> _Page text_
To make my travels feel even sweeter, I got to stay at the luxuriously relaxing Corinthia Hotel London. Right between St. James’s Park and the Thames, the location couldn’t have been better. I could walk to my event at the Maltese embassy and to my book signing at the Tate bookstore the next day. Before the festivities started, I had enough time to enjoy the amenities and comfort of the house, and especially the most beautiful marble bathroom I ever happened to see. It was marble heaven and I felt like a princess as I dressed up for my big night.

> _Task 1_
Reproduce the part of the hotel passage that opens with the words "To make my travels" and closes with "my big night.".

> _Entries shown_
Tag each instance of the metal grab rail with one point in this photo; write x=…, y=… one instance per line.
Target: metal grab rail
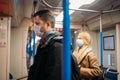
x=22, y=77
x=108, y=71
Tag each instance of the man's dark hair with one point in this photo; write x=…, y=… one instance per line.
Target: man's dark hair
x=46, y=15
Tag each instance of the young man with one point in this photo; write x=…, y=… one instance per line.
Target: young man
x=47, y=62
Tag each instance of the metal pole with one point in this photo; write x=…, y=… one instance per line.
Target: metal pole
x=101, y=50
x=66, y=42
x=34, y=45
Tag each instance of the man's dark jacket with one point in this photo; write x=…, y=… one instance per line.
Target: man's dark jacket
x=47, y=62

> _Task 2_
Please rewrite the part of the listing that opens with the line containing "Tag each instance of the man's dark jacket" and ends with the last line of the listing as a Markdown table with the columns Row and Line, omitting any blank lines.

> _Exercise solution 1_
To make my travels feel even sweeter, I got to stay at the luxuriously relaxing Corinthia Hotel London. Right between St. James’s Park and the Thames, the location couldn’t have been better. I could walk to my event at the Maltese embassy and to my book signing at the Tate bookstore the next day. Before the festivities started, I had enough time to enjoy the amenities and comfort of the house, and especially the most beautiful marble bathroom I ever happened to see. It was marble heaven and I felt like a princess as I dressed up for my big night.

> _Exercise solution 2_
| Row | Line |
|---|---|
| 1 | Tag each instance of the man's dark jacket with one point in this photo; write x=…, y=… one instance per line. |
| 2 | Target: man's dark jacket |
| 3 | x=47, y=62 |